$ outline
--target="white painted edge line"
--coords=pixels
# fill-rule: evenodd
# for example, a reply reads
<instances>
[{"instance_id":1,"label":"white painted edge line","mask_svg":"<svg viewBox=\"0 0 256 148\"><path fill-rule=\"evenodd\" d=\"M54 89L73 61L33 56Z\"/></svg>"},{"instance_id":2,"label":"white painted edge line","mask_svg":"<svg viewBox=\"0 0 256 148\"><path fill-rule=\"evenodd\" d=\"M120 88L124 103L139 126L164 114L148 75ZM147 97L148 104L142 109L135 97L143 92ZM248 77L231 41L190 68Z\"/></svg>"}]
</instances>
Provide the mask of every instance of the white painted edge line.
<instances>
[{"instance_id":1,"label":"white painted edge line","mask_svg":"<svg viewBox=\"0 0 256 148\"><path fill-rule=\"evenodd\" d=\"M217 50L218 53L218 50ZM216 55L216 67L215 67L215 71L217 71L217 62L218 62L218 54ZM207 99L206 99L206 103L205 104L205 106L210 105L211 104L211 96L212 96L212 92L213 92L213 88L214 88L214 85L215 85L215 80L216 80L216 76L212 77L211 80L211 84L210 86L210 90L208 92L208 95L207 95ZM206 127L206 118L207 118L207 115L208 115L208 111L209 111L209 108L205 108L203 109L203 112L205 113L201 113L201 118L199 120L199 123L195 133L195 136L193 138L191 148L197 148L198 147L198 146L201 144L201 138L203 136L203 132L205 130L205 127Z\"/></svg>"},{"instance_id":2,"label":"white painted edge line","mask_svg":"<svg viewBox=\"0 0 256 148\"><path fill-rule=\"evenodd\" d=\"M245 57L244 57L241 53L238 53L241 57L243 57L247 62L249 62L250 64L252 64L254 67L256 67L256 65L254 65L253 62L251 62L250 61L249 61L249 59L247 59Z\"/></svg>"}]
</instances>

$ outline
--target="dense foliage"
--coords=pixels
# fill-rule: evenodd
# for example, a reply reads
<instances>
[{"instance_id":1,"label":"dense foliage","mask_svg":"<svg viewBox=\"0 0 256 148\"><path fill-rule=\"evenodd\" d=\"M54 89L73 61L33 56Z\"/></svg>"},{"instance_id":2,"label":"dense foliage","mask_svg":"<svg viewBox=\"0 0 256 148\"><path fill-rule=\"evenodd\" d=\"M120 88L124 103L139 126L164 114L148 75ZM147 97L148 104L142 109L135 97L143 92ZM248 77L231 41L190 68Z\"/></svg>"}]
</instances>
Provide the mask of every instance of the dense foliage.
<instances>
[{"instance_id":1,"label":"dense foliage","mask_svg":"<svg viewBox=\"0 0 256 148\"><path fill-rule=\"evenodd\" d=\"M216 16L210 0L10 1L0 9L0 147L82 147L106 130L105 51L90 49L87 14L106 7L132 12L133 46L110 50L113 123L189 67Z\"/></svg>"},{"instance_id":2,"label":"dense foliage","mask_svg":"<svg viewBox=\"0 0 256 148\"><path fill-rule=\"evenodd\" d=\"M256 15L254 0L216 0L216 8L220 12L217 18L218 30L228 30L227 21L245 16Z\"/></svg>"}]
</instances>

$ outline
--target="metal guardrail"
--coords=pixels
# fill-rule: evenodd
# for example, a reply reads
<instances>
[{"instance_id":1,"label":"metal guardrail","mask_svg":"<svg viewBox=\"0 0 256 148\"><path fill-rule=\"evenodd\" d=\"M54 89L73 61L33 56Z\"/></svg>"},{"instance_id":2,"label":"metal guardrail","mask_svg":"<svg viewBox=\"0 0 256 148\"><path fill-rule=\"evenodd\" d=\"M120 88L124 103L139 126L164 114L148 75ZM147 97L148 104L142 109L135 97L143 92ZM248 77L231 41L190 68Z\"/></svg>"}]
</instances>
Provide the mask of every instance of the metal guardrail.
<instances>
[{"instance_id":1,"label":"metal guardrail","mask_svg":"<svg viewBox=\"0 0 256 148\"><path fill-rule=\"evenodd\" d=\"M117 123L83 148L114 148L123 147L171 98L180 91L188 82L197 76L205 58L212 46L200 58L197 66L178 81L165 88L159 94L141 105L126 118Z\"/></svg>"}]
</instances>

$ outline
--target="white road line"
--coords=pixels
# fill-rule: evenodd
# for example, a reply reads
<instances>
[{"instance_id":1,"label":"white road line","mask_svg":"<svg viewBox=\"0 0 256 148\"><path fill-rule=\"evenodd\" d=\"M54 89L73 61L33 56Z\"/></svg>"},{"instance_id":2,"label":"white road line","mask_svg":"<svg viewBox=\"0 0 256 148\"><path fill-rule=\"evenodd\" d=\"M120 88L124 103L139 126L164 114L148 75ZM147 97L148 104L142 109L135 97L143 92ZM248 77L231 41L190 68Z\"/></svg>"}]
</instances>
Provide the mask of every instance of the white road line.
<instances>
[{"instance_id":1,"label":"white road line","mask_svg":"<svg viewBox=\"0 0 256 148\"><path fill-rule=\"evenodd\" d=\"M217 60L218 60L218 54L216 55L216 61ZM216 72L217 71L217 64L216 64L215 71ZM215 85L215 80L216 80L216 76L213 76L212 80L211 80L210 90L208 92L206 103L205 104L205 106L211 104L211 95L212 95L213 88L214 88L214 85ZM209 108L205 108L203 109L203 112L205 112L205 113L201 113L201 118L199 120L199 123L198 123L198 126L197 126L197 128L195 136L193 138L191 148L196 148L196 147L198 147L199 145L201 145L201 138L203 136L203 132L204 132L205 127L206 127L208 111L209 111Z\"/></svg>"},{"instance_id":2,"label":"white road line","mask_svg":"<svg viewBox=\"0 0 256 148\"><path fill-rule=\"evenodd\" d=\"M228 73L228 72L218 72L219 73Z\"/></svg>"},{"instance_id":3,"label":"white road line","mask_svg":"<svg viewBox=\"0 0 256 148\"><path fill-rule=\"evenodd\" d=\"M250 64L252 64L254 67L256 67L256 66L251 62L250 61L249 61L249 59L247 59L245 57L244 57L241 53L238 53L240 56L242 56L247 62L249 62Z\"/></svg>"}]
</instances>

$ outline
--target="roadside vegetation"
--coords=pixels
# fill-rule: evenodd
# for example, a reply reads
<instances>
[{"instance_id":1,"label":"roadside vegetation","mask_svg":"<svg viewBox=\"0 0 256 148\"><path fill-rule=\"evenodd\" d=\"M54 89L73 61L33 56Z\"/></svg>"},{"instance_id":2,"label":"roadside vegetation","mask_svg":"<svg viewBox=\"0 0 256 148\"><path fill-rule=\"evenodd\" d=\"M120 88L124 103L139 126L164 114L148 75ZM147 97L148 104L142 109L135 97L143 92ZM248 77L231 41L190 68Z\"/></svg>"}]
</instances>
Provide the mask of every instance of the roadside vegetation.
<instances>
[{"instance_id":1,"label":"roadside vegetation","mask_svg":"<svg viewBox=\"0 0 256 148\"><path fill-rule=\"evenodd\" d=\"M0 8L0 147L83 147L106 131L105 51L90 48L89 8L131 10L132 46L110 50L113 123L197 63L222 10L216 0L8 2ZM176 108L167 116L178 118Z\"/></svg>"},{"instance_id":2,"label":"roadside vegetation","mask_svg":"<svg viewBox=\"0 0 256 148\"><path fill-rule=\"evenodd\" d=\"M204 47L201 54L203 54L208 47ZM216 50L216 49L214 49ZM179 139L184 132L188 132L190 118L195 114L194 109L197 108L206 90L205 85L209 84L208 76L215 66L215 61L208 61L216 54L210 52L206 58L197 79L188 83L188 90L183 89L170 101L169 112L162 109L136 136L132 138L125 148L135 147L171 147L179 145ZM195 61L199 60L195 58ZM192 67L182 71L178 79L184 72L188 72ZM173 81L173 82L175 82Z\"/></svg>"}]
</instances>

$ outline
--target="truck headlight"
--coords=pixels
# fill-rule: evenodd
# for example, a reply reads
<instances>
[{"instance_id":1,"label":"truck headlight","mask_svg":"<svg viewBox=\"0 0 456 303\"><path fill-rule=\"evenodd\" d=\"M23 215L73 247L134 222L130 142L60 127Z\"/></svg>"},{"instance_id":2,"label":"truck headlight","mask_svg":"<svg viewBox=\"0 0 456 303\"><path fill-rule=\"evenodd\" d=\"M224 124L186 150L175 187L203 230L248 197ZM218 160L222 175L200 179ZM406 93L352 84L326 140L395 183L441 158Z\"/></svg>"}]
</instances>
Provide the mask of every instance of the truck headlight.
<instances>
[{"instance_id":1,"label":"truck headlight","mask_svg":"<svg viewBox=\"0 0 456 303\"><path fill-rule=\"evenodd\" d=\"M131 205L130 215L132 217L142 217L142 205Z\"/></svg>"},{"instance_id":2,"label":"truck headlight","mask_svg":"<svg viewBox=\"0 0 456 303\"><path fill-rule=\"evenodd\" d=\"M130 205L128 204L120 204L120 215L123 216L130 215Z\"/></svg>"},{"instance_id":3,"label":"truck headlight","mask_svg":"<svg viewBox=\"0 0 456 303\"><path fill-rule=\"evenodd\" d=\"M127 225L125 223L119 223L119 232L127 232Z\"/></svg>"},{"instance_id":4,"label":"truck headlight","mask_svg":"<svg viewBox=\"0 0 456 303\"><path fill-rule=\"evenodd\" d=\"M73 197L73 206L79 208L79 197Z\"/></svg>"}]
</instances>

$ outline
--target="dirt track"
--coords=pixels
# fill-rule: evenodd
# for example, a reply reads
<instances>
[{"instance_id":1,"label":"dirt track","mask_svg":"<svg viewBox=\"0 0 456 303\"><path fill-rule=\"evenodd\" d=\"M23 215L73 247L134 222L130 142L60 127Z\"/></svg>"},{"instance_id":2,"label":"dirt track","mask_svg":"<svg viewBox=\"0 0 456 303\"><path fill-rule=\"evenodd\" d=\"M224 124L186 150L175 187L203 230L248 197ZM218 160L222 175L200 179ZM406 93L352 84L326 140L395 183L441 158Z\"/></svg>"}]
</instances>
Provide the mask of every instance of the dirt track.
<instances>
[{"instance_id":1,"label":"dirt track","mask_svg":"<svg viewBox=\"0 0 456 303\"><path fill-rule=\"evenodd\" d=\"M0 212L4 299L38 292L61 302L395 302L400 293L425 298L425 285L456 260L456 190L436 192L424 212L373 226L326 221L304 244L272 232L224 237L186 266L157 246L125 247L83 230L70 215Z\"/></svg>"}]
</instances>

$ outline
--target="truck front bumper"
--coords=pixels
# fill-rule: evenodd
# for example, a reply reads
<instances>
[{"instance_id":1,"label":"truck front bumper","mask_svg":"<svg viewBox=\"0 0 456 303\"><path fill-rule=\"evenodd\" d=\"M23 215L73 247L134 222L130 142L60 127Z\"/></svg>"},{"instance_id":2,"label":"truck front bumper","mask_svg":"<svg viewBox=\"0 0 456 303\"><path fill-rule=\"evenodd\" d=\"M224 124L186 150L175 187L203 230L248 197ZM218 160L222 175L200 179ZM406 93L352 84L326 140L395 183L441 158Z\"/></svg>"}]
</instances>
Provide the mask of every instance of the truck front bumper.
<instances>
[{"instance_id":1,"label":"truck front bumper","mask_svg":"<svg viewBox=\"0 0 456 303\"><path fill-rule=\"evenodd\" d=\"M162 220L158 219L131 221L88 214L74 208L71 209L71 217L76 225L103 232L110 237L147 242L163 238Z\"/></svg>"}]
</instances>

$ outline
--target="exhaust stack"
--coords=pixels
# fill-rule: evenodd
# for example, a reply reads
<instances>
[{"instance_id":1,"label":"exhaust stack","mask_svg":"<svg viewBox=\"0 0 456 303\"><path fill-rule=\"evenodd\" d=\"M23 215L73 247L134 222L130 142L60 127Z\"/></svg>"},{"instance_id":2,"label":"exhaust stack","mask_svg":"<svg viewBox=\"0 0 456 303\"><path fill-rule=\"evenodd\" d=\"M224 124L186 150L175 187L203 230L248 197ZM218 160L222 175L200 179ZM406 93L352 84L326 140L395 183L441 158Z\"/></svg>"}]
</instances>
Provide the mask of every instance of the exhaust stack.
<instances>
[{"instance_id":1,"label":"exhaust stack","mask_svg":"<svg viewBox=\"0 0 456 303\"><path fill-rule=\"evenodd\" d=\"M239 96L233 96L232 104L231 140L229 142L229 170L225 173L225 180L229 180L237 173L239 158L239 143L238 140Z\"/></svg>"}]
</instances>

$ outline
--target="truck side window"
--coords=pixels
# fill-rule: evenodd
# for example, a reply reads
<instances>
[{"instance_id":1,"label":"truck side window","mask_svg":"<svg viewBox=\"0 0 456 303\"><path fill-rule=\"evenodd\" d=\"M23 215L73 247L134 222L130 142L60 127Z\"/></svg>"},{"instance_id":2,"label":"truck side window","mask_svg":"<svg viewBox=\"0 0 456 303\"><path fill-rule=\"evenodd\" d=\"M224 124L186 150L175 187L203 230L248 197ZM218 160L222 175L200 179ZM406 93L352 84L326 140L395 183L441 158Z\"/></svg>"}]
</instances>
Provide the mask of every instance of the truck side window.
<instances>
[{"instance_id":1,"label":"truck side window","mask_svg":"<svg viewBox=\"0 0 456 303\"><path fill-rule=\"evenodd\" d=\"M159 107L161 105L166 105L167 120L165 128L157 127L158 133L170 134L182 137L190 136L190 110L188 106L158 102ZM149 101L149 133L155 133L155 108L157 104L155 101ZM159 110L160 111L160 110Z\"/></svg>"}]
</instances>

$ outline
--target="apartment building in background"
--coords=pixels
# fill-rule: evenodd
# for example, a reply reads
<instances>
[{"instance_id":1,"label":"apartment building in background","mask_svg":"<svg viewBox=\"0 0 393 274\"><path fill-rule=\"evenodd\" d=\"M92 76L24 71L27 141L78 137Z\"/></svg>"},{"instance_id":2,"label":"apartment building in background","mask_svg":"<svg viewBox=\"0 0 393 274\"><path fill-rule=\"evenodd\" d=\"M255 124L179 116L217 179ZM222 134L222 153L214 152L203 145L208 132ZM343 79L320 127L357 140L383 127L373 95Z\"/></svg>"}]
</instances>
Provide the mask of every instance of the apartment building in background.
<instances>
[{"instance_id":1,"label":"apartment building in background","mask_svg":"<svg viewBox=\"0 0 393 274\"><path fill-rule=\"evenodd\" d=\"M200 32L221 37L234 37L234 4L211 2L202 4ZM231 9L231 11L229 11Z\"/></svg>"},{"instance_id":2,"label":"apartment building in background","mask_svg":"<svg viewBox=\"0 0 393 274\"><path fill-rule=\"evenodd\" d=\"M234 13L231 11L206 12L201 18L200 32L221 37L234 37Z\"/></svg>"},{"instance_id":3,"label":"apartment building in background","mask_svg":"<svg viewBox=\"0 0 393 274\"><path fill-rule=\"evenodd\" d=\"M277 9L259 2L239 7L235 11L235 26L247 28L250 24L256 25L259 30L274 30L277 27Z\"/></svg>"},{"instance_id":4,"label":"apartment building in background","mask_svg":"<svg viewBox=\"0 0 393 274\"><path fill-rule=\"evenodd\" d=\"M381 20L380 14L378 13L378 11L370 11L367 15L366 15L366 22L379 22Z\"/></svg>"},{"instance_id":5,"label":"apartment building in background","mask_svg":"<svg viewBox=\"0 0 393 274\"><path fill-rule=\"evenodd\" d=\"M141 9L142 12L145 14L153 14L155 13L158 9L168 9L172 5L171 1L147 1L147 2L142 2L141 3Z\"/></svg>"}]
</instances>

•••••

EXERCISE GOAL ▸ From the data, filter out every line that contains the word "painted" and copy those lines.

EXPECTED ANSWER ▸
--target="white painted edge line"
[{"instance_id":1,"label":"white painted edge line","mask_svg":"<svg viewBox=\"0 0 256 148\"><path fill-rule=\"evenodd\" d=\"M54 89L73 61L33 56Z\"/></svg>"},{"instance_id":2,"label":"white painted edge line","mask_svg":"<svg viewBox=\"0 0 256 148\"><path fill-rule=\"evenodd\" d=\"M120 88L124 103L139 126L164 114L148 75ZM147 97L148 104L142 109L135 97L143 92ZM248 77L231 41L190 68Z\"/></svg>"}]
Provide the mask of every instance of the white painted edge line.
[{"instance_id":1,"label":"white painted edge line","mask_svg":"<svg viewBox=\"0 0 256 148\"><path fill-rule=\"evenodd\" d=\"M217 50L218 53L218 50ZM216 55L216 67L215 67L215 71L217 71L217 62L218 62L218 54ZM207 99L206 99L206 103L205 104L205 106L210 105L211 104L211 96L212 96L212 92L213 92L213 88L214 88L214 85L215 85L215 80L216 80L216 76L212 77L211 80L211 84L210 86L210 90L208 92L208 95L207 95ZM206 127L206 118L207 118L207 115L208 115L208 111L209 111L209 108L205 108L203 109L203 112L205 113L201 113L201 118L199 120L199 123L195 133L195 136L193 138L191 148L197 148L198 147L198 146L201 144L201 138L203 136L203 132L205 130L205 127Z\"/></svg>"},{"instance_id":2,"label":"white painted edge line","mask_svg":"<svg viewBox=\"0 0 256 148\"><path fill-rule=\"evenodd\" d=\"M245 57L244 57L241 53L238 53L241 57L243 57L247 62L249 62L250 64L252 64L254 67L256 67L256 65L254 65L253 62L251 62L250 61L249 61L249 59L247 59Z\"/></svg>"}]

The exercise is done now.